Excerpt provided:

:::::

Handle TDX PV HLT hypercall and the interrupt status due to it.

TDX guest status is protected, KVM can't get the interrupt status
of TDX guest and it assumes interrupt is always allowed unless TDX
guest calls TDVMCALL with HLT, which passes the interrupt blocked flag.

If the guest halted with interrupt enabled, also query pending RVI by
checking bit 0 of TD_VCPU_STATE_DETAILS_NON_ARCH field via a seamcall.

Update vt_interrupt_allowed() for TDX based on interrupt blocked flag
passed by HLT TDVMCALL.  Do not wakeup TD vCPU if interrupt is blocked
for VT-d PI.

For NMIs, KVM cannot determine the NMI blocking status for TDX guests,
so KVM always assumes NMIs are not blocked.  In the unlikely scenario
where a guest invokes the PV HLT hypercall within an NMI handler, this
could result in a spurious wakeup.  The guest should implement the PV
HLT hypercall within a loop if it truly requires no interruptions, since
NMI could be unblocked by an IRET due to an exception occurring before
the PV HLT is executed in the NMI handler.

:::::

Stated exercise 1: In the excerpt on TDX PV HLT handling, what does KVM always assume about NMI blocking for TDX guests?
Stated exercise 2: Proceed with the excerpt on TDX PV HLT handling, picking up right after its final sentence.

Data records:
:::::

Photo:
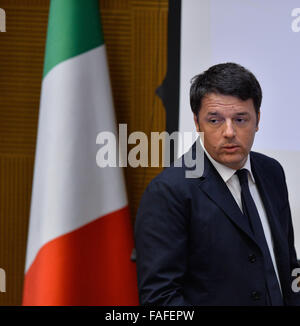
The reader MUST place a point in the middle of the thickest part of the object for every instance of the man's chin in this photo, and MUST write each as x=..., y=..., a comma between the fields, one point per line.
x=233, y=161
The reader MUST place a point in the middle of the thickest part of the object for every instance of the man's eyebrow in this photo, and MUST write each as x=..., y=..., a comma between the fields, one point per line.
x=242, y=113
x=213, y=113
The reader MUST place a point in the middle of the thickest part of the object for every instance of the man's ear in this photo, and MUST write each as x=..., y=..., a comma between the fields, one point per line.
x=257, y=122
x=196, y=123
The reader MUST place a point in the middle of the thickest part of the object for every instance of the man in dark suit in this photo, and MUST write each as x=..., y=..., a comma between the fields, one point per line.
x=226, y=236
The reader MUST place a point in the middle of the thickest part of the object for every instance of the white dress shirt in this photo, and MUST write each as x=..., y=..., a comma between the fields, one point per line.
x=232, y=182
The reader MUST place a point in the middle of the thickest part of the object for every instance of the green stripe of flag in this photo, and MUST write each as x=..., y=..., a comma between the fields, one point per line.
x=74, y=27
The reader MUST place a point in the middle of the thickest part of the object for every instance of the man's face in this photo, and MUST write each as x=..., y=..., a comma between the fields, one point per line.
x=229, y=125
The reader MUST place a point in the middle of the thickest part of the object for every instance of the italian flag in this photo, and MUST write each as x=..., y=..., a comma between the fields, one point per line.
x=80, y=236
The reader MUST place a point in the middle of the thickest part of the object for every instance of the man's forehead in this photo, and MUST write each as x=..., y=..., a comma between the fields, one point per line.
x=225, y=103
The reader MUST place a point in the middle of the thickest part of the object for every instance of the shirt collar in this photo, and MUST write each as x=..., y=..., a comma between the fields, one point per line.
x=225, y=172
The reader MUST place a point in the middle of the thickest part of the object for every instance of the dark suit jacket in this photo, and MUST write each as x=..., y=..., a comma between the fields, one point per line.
x=194, y=247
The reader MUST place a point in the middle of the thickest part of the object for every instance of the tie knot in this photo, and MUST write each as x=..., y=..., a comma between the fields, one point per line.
x=242, y=175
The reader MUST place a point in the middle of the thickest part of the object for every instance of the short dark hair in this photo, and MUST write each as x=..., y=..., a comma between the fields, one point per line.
x=226, y=79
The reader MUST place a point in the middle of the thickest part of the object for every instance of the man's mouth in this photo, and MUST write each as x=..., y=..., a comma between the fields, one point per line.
x=230, y=148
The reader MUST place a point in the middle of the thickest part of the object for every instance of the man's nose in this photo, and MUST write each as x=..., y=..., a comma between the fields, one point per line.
x=229, y=130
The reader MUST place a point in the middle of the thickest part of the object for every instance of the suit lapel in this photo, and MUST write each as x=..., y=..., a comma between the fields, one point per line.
x=215, y=188
x=265, y=189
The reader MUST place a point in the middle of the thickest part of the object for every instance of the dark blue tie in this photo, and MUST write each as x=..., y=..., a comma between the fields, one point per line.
x=250, y=210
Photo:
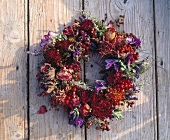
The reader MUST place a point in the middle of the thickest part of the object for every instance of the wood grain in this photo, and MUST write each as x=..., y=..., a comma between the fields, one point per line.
x=49, y=15
x=13, y=80
x=162, y=32
x=141, y=124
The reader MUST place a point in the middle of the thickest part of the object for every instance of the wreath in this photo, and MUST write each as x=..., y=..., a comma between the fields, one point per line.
x=60, y=79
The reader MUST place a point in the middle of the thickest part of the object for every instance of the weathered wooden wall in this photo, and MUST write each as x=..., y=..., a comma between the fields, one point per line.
x=24, y=22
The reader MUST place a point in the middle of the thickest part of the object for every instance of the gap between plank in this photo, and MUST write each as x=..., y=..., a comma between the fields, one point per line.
x=85, y=128
x=28, y=67
x=156, y=70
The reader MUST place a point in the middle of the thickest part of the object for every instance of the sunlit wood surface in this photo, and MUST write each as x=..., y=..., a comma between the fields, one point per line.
x=24, y=22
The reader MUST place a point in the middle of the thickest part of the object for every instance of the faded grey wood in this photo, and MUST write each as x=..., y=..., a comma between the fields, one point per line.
x=162, y=32
x=141, y=124
x=48, y=15
x=13, y=70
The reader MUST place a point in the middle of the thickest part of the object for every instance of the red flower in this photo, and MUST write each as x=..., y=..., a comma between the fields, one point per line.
x=64, y=43
x=86, y=25
x=85, y=110
x=110, y=33
x=116, y=97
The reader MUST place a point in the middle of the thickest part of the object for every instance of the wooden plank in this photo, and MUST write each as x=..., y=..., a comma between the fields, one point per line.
x=13, y=59
x=162, y=16
x=141, y=124
x=48, y=15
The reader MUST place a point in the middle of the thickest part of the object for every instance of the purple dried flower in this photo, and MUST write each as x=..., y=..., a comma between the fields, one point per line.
x=111, y=62
x=100, y=85
x=135, y=41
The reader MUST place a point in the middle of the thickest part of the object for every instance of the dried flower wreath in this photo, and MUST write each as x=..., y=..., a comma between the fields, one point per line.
x=59, y=77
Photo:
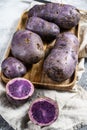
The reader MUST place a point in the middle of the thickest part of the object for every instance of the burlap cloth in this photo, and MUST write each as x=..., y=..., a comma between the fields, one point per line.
x=72, y=104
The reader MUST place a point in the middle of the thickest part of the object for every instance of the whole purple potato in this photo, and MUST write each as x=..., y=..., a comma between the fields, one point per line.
x=19, y=90
x=12, y=67
x=47, y=30
x=60, y=64
x=27, y=46
x=65, y=16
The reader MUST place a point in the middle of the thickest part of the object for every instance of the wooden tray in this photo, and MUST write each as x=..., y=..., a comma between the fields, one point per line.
x=35, y=72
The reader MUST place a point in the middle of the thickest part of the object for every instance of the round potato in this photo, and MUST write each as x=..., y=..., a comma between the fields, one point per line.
x=60, y=64
x=12, y=67
x=27, y=46
x=47, y=30
x=65, y=16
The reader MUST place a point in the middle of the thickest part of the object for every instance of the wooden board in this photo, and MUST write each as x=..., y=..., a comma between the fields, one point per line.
x=35, y=72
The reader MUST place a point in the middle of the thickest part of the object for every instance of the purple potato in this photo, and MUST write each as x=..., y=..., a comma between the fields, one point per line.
x=27, y=46
x=43, y=111
x=65, y=16
x=19, y=90
x=47, y=30
x=12, y=67
x=61, y=63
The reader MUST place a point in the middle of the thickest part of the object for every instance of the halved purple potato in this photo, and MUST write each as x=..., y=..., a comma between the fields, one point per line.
x=27, y=46
x=12, y=67
x=18, y=90
x=43, y=111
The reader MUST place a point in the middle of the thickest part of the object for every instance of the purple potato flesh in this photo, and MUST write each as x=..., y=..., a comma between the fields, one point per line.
x=61, y=63
x=47, y=30
x=27, y=46
x=65, y=16
x=18, y=90
x=12, y=67
x=43, y=111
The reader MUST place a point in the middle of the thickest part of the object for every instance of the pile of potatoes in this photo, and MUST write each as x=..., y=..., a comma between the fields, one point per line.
x=45, y=23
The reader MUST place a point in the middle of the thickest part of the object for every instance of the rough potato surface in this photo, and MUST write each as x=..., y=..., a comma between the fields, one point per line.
x=47, y=30
x=65, y=16
x=27, y=46
x=60, y=64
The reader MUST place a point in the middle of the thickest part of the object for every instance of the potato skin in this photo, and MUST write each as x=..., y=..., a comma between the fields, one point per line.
x=12, y=67
x=60, y=64
x=65, y=16
x=47, y=30
x=27, y=46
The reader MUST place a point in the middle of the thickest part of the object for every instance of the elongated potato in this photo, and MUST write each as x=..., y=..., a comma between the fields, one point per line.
x=27, y=46
x=47, y=30
x=65, y=16
x=60, y=64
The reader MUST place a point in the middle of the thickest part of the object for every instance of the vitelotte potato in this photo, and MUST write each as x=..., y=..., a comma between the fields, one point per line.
x=47, y=30
x=60, y=64
x=27, y=46
x=12, y=67
x=65, y=16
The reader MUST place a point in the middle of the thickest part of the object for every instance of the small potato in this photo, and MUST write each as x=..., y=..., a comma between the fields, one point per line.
x=65, y=16
x=60, y=64
x=27, y=46
x=12, y=67
x=47, y=30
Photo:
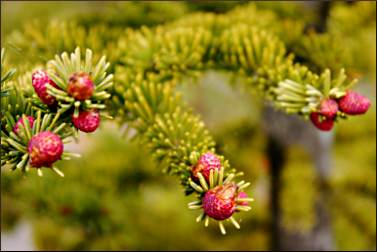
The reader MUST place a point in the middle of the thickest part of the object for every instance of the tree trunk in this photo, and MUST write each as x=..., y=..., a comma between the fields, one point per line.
x=284, y=130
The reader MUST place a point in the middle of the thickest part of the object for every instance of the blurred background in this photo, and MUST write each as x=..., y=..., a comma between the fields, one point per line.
x=312, y=190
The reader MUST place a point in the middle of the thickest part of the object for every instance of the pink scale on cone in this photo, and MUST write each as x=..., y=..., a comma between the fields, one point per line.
x=44, y=149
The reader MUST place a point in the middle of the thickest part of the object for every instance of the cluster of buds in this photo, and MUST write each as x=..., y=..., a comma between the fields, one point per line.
x=80, y=87
x=35, y=141
x=352, y=103
x=219, y=197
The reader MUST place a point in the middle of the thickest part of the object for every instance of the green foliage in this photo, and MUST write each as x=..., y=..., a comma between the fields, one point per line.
x=6, y=75
x=268, y=52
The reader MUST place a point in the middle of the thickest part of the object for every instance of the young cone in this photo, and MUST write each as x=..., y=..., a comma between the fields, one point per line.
x=87, y=121
x=206, y=163
x=80, y=86
x=328, y=108
x=219, y=202
x=354, y=103
x=321, y=122
x=44, y=149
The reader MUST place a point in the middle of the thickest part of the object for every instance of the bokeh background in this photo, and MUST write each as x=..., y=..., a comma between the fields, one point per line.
x=115, y=197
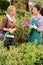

:::::

Result 1: KVM always assumes that NMIs are not blocked.

Result 2:
Suggested-by: Sean Christopherson <seanjc@google.com>
Signed-off-by: Isaku Yamahata <isaku.yamahata@intel.com>
Co-developed-by: Binbin Wu <binbin.wu@linux.intel.com>
Signed-off-by: Binbin Wu <binbin.wu@linux.intel.com>
---
TDX "the rest" v2:
- Morph PV HLT hypercall to EXIT_REASON_HLT. (Sean)
- Rebased to use tdcall_to_vmx_exit_reason().
- Use vp_enter_args directly instead of helpers.
- Check RVI pending for halted case and updated the changelog
  accordingly.

TDX "the rest" v1:
- Update the changelog.
- Remove the interrupt_disabled_hlt field (Sean)
  https://lore.kernel.org/kvm/Zg1seIaTmM94IyR8@google.com/
- Move the logic of interrupt status to vt_interrupt_allowed() (Chao)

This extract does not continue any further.